##### Input

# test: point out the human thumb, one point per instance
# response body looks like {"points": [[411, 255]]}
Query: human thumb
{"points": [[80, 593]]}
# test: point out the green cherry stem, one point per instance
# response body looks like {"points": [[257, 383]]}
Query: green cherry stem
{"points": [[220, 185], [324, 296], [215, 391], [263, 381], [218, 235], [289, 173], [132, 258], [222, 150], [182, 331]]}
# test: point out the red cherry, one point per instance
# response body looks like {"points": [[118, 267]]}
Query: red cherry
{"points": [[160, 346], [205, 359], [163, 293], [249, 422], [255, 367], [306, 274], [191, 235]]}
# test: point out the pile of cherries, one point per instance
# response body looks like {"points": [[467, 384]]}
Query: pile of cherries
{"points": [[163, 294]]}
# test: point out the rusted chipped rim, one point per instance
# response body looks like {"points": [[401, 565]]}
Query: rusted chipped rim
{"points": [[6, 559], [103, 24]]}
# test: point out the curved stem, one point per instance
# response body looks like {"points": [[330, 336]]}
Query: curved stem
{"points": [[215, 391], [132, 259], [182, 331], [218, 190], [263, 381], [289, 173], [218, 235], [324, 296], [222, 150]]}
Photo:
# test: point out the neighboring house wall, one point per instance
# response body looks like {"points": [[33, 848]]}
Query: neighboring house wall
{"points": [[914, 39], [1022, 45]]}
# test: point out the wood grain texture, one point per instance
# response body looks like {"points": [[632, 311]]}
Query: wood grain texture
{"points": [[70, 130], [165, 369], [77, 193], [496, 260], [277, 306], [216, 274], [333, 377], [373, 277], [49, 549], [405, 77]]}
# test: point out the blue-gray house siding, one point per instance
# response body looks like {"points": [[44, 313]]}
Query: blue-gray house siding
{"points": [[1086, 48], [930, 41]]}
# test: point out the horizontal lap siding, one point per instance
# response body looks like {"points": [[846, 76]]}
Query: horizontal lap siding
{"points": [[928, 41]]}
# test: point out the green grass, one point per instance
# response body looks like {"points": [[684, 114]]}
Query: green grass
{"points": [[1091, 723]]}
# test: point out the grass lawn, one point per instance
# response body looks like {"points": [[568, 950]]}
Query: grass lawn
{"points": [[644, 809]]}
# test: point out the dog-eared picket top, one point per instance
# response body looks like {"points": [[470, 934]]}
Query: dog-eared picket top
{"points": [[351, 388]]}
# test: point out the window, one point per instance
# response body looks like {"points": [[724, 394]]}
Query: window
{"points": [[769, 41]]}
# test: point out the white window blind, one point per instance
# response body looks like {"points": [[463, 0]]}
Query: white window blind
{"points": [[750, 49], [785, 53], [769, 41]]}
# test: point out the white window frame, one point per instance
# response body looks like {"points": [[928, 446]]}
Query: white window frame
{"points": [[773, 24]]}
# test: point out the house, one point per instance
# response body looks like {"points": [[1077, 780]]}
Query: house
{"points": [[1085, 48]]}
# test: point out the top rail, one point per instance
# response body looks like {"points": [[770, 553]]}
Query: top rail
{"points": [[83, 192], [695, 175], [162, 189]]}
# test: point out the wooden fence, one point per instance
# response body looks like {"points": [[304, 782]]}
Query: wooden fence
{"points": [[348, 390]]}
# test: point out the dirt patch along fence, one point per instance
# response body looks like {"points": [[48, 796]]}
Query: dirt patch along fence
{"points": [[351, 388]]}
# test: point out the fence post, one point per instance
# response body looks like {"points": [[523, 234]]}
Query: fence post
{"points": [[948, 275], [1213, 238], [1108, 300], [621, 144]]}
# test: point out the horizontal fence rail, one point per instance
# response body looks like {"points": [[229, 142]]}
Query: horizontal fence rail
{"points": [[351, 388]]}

##########

** Written exercise **
Return only the lines running from the line with "# test: point out the green grass, one" to the last line of the records, both included, exactly as written.

** Reply to the task **
# test: point out the green grass, one point per instance
# response body looks like {"points": [[684, 114]]}
Query: green grass
{"points": [[1091, 723]]}
# test: point out the grass lawn, one point per instance
# response body looks like {"points": [[568, 950]]}
Query: grass lawn
{"points": [[644, 809]]}
# test: point out the dog-eared picket top, one point per instance
# response body looks like {"points": [[470, 934]]}
Query: dog-eared picket top
{"points": [[351, 388]]}
# test: point out the window, one point per instance
# response body looks like {"points": [[724, 394]]}
Query: window
{"points": [[769, 41]]}
# test: point out the white window blind, one point per instance
# response body looks like {"points": [[463, 0]]}
Query: white window blind
{"points": [[750, 49], [785, 53], [769, 41]]}
# test: point out the white window frame, one point per instance
# response body looks like {"points": [[928, 446]]}
Query: white window frame
{"points": [[773, 24]]}
# test: point out the house, one point per instance
# response body looks like {"points": [[1077, 780]]}
Query: house
{"points": [[1085, 48]]}
# test: point out the top rail, one point per instance
# response body looks like {"points": [[770, 553]]}
Query: top rail
{"points": [[83, 192], [695, 175], [162, 189]]}
# test: point out the wooden fence, one point per instance
# response body looks like {"points": [[304, 782]]}
Query: wooden fence
{"points": [[348, 390]]}
# test: point out the dirt patch along fence, one point per instance
# response body looks like {"points": [[48, 796]]}
Query: dirt patch along fence
{"points": [[351, 388]]}
# test: point out the fence post, one point per instance
# response body looks like {"points": [[523, 234]]}
Query: fence post
{"points": [[948, 275], [1213, 238], [1108, 300], [621, 144]]}
# test: point out the horizontal fence rail, one point per instance
# response body looks like {"points": [[229, 142]]}
Query: horizontal fence rail
{"points": [[351, 388]]}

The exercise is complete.